The operation of fig. 5 is merely illustrative, and variations thereof are contemplated as being within the scope of the present disclosure. In embodiments, the operations may include other operations not shown in fig. 5. In an embodiment, the operations may not include every operation shown in fig. 5. In an embodiment, operations may be implemented in a different order than that shown in fig. 5. Such and other embodiments are contemplated as being within the scope of the present disclosure. Those skilled in the art will appreciate that while various example components are described as performing various functions, other components may perform those functions described in fig. 5.

Fig. 6 is a diagram of an example embodiment of signals and operations among a UE, a gNB-CU-CP, and a gNB-CU-UP, according to one illustrative aspect of the disclosure. In various embodiments, the components depicted in fig. 6 may correspond to similar components described above in fig. 1 and 2. It should be understood that the described signals may have associated operations and that the described operations may have associated signals.

........

→ Tasks to complete:
- 1) Transcribe the passage on figs. 5 and 6 from "The operation of" up to and including "described in fig. 5.".
- 2) Pick up the passage on figs. 5 and 6 after its final sentence and carry it forward.

→ Data segment:
........

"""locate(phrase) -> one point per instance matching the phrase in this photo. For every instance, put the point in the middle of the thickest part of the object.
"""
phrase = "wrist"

........

→ Task responses:
- 1)
The operation of fig. 5 is merely illustrative, and variations thereof are contemplated as being within the scope of the present disclosure. In embodiments, the operations may include other operations not shown in fig. 5. In an embodiment, the operations may not include every operation shown in fig. 5. In an embodiment, operations may be implemented in a different order than that shown in fig. 5. Such and other embodiments are contemplated as being within the scope of the present disclosure. Those skilled in the art will appreciate that while various example components are described as performing various functions, other components may perform those functions described in fig. 5.

- 2)
As shown in fig. 6, the gNB-CU-CP requests traffic or predicted traffic information related to one or more UE contexts from the gNB-CU-UP. The gNB-CU-UP determines the amount of measured traffic or predicted traffic and reports the requested information to the gNB-CU-CP. The slice list may be included in the request message and the measured traffic or predicted traffic may be reported per slice.

For example, at operation 601, the gNB-CU-CP sends a measurement configuration request message to the gNB-CU-UP, and the gNB-CU-UP receives the measurement configuration request message. In various embodiments, the measurement configuration request message includes one or more of a gNB-CU-CP measurement ID, a measurement configuration, a reporting period, and/or a predicted time. In various embodiments, the measurement configuration request message includes a bitmap including an nth bit for measured traffic and an mth bit for predicted traffic.

At operation 602, the gNB-CU-UP sends a measurement configuration response message to the gNB-CU-CP, and the gNB-CU-CP receives the measurement configuration response message. In various embodiments, the measurement configuration response message may include one or more of a gNB-CU-CP measurement ID, a gNB-CU-UP measurement ID, and/or a failed characteristic bitmap. In various embodiments, operations 601 and 602 may be measurement configurations.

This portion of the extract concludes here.